Image location labeling entries
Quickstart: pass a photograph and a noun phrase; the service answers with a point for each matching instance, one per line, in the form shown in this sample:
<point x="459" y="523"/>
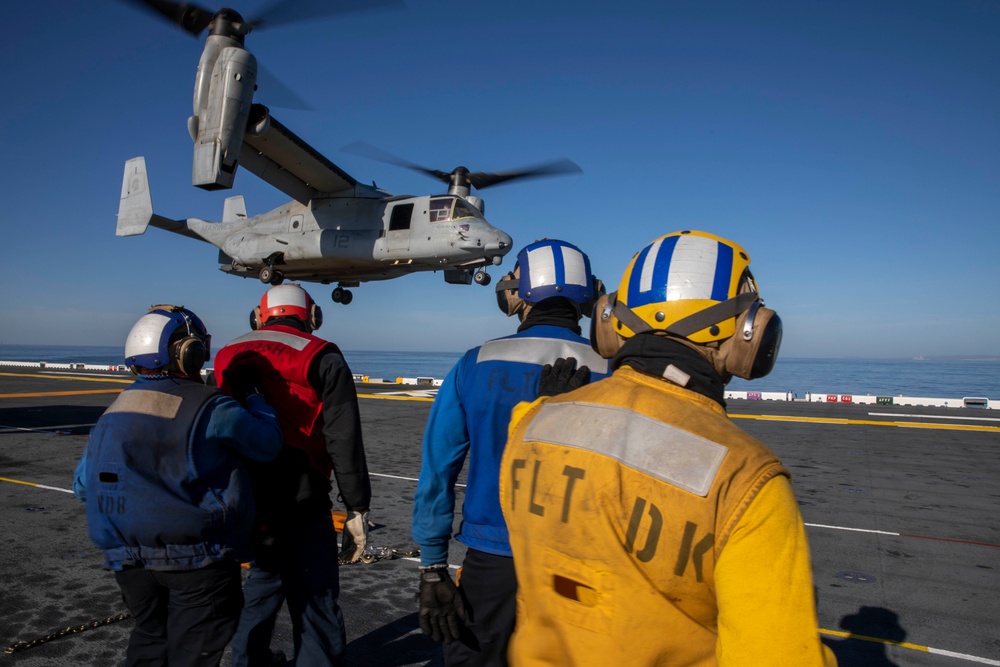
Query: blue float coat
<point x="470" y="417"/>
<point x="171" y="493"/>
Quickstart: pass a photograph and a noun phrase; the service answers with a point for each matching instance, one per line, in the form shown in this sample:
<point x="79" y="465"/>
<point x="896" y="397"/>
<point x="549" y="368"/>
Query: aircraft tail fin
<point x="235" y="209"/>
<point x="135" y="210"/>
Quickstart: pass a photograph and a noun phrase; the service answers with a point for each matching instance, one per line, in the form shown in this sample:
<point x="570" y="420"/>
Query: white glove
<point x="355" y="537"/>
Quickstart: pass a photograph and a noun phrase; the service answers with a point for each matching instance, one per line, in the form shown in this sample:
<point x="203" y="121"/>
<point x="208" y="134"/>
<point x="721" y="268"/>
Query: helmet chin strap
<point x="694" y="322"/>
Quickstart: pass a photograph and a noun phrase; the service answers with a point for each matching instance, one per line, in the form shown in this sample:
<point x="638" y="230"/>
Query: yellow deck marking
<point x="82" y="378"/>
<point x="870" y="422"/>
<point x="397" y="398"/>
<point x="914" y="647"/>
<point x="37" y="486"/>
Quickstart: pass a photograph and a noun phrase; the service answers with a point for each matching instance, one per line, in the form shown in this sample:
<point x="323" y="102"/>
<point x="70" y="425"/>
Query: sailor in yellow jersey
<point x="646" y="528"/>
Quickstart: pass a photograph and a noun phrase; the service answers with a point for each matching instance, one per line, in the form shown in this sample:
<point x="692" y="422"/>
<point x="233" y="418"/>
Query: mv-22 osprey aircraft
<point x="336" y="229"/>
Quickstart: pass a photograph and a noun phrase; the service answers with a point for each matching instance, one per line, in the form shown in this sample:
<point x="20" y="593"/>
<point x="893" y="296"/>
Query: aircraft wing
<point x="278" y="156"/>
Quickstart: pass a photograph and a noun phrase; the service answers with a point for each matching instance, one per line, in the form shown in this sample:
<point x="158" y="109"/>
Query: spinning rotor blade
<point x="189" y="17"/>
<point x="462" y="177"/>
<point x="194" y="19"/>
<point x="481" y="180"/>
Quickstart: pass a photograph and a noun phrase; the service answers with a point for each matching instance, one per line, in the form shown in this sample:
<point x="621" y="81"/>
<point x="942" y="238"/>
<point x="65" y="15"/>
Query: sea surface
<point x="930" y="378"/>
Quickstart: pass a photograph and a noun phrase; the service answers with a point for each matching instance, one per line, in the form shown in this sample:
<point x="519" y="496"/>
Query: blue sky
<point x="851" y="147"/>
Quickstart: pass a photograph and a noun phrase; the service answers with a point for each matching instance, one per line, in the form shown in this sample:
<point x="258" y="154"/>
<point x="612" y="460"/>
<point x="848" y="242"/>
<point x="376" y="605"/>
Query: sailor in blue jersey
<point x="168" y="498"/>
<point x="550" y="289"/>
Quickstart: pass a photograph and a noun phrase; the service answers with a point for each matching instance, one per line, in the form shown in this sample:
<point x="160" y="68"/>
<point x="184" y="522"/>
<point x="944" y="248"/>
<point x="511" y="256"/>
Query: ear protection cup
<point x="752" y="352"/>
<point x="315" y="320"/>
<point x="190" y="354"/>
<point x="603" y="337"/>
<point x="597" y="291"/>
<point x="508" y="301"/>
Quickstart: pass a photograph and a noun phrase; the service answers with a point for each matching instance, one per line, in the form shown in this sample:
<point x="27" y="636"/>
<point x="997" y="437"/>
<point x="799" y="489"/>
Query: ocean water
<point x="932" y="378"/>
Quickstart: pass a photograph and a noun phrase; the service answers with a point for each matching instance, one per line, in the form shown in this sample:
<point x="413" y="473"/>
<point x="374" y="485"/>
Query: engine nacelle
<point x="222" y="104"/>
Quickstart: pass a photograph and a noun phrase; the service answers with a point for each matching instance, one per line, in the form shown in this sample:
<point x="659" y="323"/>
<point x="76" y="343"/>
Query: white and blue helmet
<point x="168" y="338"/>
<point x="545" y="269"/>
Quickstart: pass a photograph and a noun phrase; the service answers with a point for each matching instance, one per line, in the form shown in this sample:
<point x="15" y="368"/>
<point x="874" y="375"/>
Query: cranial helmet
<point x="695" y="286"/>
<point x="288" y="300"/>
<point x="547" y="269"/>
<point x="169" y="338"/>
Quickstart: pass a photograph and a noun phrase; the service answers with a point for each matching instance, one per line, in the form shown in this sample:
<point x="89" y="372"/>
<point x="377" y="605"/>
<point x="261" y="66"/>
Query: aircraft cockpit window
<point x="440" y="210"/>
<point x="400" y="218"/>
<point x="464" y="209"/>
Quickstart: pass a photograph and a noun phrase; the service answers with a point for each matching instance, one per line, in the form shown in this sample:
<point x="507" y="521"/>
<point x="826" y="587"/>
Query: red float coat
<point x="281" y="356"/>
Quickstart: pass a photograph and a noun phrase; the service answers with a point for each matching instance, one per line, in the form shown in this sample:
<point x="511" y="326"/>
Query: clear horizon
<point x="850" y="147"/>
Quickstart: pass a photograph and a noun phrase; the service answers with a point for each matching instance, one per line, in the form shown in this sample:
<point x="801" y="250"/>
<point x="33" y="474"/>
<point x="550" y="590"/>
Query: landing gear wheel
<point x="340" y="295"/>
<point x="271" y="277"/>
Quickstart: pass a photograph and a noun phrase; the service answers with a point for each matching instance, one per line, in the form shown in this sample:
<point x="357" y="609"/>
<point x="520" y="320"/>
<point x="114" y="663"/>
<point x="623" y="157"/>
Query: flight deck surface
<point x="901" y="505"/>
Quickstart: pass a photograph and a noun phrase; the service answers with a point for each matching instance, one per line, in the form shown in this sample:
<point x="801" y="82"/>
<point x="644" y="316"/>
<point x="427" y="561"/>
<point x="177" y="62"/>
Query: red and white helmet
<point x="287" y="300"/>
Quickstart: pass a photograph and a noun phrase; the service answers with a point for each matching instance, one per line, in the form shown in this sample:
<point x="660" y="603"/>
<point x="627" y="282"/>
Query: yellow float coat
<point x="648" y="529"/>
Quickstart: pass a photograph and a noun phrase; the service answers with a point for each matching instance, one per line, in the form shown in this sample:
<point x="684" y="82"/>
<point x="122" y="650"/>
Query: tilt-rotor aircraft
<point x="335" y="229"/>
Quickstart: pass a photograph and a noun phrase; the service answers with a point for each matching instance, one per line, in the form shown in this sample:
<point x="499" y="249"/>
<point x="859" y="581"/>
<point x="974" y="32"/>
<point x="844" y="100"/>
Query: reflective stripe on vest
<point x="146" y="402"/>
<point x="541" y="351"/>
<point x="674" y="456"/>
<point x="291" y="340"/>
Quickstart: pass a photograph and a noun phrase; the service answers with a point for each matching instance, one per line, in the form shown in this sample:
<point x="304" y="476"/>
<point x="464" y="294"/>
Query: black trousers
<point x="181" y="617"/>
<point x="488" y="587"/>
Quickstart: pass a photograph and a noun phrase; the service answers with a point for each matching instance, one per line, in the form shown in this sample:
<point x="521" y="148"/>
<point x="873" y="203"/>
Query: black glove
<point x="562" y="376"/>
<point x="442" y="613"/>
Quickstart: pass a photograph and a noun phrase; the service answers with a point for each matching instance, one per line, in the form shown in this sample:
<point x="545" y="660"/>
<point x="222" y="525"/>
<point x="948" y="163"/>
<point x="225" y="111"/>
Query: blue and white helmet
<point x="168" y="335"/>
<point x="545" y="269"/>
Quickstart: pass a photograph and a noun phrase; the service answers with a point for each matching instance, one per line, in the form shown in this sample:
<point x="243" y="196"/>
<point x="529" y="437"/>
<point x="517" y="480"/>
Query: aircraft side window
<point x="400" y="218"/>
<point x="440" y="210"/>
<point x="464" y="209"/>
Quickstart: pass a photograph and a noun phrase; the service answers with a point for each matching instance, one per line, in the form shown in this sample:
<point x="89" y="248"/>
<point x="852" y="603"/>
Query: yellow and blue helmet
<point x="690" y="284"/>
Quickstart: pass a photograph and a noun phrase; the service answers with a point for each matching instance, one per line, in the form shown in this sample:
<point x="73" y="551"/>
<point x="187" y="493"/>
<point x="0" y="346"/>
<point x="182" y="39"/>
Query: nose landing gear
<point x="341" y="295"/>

**EXERCISE GOAL**
Pick out each line in the data above that contains the word "rotor" and copy those lines.

**EXERCISE ANSWER**
Query: spinning rotor blade
Query: tilt-rotor aircraft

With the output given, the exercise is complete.